Task to complete: What is needed is the full listing written out exactly, minus the pictures.

Task input:
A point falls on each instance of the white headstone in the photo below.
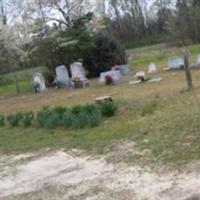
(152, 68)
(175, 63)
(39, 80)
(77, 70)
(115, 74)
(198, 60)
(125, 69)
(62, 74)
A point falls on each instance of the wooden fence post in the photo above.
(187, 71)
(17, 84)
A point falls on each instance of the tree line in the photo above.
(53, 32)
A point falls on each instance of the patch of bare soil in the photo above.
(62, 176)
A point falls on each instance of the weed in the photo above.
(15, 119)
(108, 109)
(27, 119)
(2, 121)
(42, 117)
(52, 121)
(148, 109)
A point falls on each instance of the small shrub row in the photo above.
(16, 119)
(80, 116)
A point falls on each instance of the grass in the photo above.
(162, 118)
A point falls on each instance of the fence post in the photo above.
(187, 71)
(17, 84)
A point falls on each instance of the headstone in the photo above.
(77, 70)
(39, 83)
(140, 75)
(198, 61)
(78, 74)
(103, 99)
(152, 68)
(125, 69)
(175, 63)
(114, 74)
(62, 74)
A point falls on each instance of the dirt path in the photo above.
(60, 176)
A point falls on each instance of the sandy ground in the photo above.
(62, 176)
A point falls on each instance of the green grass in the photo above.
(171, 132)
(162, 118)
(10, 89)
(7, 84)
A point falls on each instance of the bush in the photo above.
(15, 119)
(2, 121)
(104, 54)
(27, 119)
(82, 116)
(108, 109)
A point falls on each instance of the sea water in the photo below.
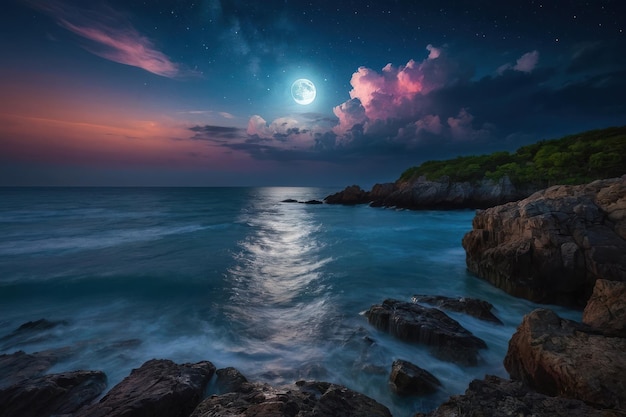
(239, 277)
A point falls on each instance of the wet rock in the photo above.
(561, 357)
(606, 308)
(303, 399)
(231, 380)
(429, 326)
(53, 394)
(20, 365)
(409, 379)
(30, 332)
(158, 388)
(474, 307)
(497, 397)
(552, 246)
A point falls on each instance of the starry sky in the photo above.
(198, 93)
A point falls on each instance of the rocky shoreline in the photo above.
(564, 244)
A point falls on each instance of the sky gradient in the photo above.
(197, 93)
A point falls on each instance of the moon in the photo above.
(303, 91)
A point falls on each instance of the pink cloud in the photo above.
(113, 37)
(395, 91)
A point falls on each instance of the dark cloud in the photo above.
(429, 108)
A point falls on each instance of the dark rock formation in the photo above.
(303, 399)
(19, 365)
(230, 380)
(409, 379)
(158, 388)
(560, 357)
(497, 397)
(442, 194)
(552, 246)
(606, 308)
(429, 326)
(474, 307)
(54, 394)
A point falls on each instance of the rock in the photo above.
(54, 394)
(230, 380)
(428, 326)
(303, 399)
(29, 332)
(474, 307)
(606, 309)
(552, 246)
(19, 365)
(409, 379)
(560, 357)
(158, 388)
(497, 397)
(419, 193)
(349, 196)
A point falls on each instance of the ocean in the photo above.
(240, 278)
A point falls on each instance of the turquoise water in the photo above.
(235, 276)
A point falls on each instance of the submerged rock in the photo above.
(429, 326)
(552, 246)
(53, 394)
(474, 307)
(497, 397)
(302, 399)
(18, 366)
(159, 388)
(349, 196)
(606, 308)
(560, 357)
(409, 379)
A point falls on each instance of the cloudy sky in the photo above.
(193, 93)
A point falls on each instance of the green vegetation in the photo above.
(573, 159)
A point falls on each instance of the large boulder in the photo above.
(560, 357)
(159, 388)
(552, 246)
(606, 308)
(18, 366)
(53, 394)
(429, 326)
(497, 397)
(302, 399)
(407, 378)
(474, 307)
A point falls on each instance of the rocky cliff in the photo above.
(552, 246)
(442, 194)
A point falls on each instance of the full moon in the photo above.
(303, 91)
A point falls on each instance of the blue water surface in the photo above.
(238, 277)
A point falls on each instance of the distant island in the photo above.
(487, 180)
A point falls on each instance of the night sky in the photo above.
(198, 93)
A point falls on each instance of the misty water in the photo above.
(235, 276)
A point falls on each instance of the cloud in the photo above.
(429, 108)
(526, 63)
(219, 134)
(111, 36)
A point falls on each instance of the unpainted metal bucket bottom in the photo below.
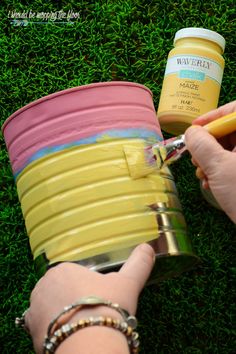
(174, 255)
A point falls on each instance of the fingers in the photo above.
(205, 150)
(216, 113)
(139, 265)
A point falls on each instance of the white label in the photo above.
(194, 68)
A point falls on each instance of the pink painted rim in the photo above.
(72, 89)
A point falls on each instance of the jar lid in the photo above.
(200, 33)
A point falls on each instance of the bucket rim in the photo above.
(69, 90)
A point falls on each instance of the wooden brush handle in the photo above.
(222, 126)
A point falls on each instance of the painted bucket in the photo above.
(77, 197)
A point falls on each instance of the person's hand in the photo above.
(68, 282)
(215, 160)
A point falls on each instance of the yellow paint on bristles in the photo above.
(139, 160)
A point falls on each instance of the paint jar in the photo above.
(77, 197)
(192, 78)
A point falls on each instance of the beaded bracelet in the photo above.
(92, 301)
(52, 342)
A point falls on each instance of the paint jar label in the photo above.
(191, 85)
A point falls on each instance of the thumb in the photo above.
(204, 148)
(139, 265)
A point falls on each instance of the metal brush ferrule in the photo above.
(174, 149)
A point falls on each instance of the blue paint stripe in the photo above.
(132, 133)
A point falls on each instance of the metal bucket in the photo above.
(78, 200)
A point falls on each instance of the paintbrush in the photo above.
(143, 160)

Answer to the problem:
A point falls on each instance of the white headstone in the photo below.
(152, 68)
(175, 63)
(39, 80)
(77, 70)
(115, 74)
(198, 60)
(125, 69)
(62, 74)
A point falls on each instance of the wooden fence post in the photo above.
(187, 71)
(17, 84)
A point falls on each instance of the tree line in the photo above.
(53, 32)
A point falls on each instance of the patch of bare soil in the photo above.
(62, 176)
A point falls on each instance of the weed in the photo above.
(15, 119)
(108, 109)
(27, 119)
(2, 121)
(42, 117)
(52, 121)
(148, 109)
A point falls on each instance of the small shrub row in the photo above.
(16, 119)
(80, 116)
A point falls on each instance of the grass in the photo above.
(162, 118)
A point falls on each instance of the fence post in the photo above.
(187, 71)
(17, 84)
A point falls on each instance of the headstone in the photo above.
(77, 70)
(39, 83)
(140, 75)
(198, 61)
(78, 74)
(103, 99)
(152, 68)
(125, 69)
(175, 63)
(114, 74)
(62, 74)
A point falls on each instance of the dirt path in the photo above.
(60, 176)
A point falls on each instance of the sandy ground in the photo above.
(62, 176)
A point falls on each instance of the green grass in the photo above.
(171, 132)
(162, 118)
(10, 89)
(7, 84)
A point falls on each instance of the bush in the photo above.
(15, 119)
(2, 121)
(104, 54)
(27, 119)
(82, 116)
(108, 109)
A point falls on each instance of the sea water in the photo below.
(239, 277)
A point falls on each instance of the wet rock in the photo above.
(561, 357)
(606, 308)
(303, 399)
(231, 380)
(429, 326)
(53, 394)
(20, 365)
(409, 379)
(30, 332)
(158, 388)
(474, 307)
(497, 397)
(552, 246)
A point falls on each instance of the starry sky in the photo above.
(198, 93)
A point falls on each instance of the rocky shoreline in the photo above.
(564, 244)
A point falls on each instance of the sky gradient in the photo above.
(197, 93)
A point falls on each instance of the moon in the photo above.
(303, 91)
A point falls on each instance of the pink cloud in the photo above.
(113, 37)
(395, 91)
A point falls on each instance of the dark cloud in the photo above.
(429, 108)
A point falls on each instance of the dark rock formation in the photo above.
(303, 399)
(19, 365)
(230, 380)
(409, 379)
(158, 388)
(560, 357)
(497, 397)
(442, 194)
(552, 246)
(606, 308)
(429, 326)
(474, 307)
(54, 394)
A point falls on each instance of the rock in the photo above.
(54, 394)
(230, 380)
(428, 326)
(303, 399)
(29, 332)
(474, 307)
(606, 309)
(552, 246)
(19, 365)
(409, 379)
(560, 357)
(158, 388)
(497, 397)
(419, 193)
(349, 196)
A point falls on each instance of the ocean in the photo above.
(240, 278)
A point falls on each instance of the turquoise water in the photo above.
(235, 276)
A point falls on each instance of the submerged rock in the photo above.
(429, 326)
(552, 246)
(53, 394)
(474, 307)
(497, 397)
(302, 399)
(18, 366)
(159, 388)
(349, 196)
(606, 308)
(560, 357)
(409, 379)
A point falls on each instance of the cloudy sky in the photo above.
(193, 93)
A point falls on each instance of the green vegetation in the photo above.
(573, 159)
A point falls on each instance of the large boulder in the photo above.
(560, 357)
(159, 388)
(552, 246)
(606, 308)
(18, 366)
(53, 394)
(429, 326)
(497, 397)
(302, 399)
(407, 378)
(474, 307)
A point falls on each instance of the rocky cliff in the photo above.
(552, 246)
(442, 194)
A point falls on each instance of the full moon in the photo above.
(303, 91)
A point falls on each instance of the blue water surface in the photo above.
(238, 277)
A point falls on each instance of the distant island in the photo above.
(487, 180)
A point falls on each instance of the night sky in the photo above.
(198, 93)
A point falls on each instance of the misty water in the photo above.
(235, 276)
A point falls on each instance of the cloud in the photo above.
(429, 108)
(526, 63)
(219, 134)
(111, 36)
A point falls on each instance of the unpainted metal bucket bottom in the photo below.
(174, 255)
A point falls on each instance of the fingers in the photo above.
(205, 150)
(216, 113)
(139, 265)
A point falls on each instance of the white label in the photo above.
(194, 68)
A point falls on each instance of the pink painted rim in the photo above.
(72, 89)
A point falls on each instance of the jar lid in the photo above.
(200, 33)
A point falls on each instance of the bucket rim in the photo above.
(69, 90)
A point falls on each instance of the wooden brush handle in the photo above.
(222, 126)
A point falls on each instance of the painted bucket in the photo above.
(77, 197)
A point falls on each instance of the person's hand in the photo above.
(68, 282)
(215, 160)
A point falls on each instance of the yellow paint on bristles in the photo above.
(139, 160)
A point falls on each instance of the paint jar in the photo above.
(77, 197)
(192, 78)
A point falls on each instance of the beaded bracelet in the photo above.
(92, 301)
(52, 342)
A point falls on each instance of the paint jar label in the photo above.
(191, 85)
A point falls on each instance of the thumb in the photo above.
(204, 148)
(139, 265)
A point falls on each instance of the metal brush ferrule in the photo above.
(174, 149)
A point falls on each instance of the blue paint stripe in the photo above.
(132, 133)
A point falls on each instance of the metal bucket in the photo above.
(78, 200)
A point falls on each instance of the paintbrush in the photo above.
(143, 160)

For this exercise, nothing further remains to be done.